▶ [What this task involves] Transcribe the stretch of entries below from the line containing "Mark one point on every instance of the silver knife" through the line containing "x=601 y=371", keeping every character as it appears.

------------------------------------------------------------

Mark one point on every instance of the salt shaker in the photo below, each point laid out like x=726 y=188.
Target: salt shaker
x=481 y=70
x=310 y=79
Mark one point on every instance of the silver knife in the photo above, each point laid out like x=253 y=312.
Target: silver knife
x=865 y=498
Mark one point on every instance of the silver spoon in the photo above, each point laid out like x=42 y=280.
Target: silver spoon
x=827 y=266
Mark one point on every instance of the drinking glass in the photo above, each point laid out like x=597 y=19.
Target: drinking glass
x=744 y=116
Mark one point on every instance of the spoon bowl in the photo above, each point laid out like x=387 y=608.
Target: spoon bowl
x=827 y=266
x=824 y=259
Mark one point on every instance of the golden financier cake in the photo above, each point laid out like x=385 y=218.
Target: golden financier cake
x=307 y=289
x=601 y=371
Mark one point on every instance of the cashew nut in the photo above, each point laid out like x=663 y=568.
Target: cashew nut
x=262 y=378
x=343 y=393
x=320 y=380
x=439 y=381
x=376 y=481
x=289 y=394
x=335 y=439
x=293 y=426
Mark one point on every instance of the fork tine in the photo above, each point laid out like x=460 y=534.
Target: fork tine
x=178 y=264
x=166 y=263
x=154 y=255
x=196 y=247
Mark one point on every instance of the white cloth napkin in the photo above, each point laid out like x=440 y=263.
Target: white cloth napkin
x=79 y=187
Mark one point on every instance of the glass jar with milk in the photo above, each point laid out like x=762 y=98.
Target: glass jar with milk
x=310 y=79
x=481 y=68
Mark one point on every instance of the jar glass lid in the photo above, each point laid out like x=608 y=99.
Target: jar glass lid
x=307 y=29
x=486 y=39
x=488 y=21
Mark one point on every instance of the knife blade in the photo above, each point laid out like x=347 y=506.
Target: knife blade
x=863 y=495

------------------------------------------------------------

▶ [Answer for the task]
Mark one point on every instance of the silver knife in the photo above, each point laid out like x=253 y=312.
Target: silver knife
x=865 y=498
Mark one point on every instance of the silver spoon in the photo above, each point laid out like x=42 y=280.
Target: silver spoon
x=827 y=266
Mark one point on every instance of the drinking glass in the photo above, each point laid out like x=597 y=19.
Target: drinking glass
x=744 y=116
Mark one point on every instance of the spoon bowl in the photo above, each point laid out like x=387 y=608.
Target: spoon bowl
x=827 y=266
x=824 y=259
Mark one point on every instance of the golden financier cake in the photo above, each point laid out like x=385 y=218.
Target: golden financier cake
x=307 y=289
x=601 y=371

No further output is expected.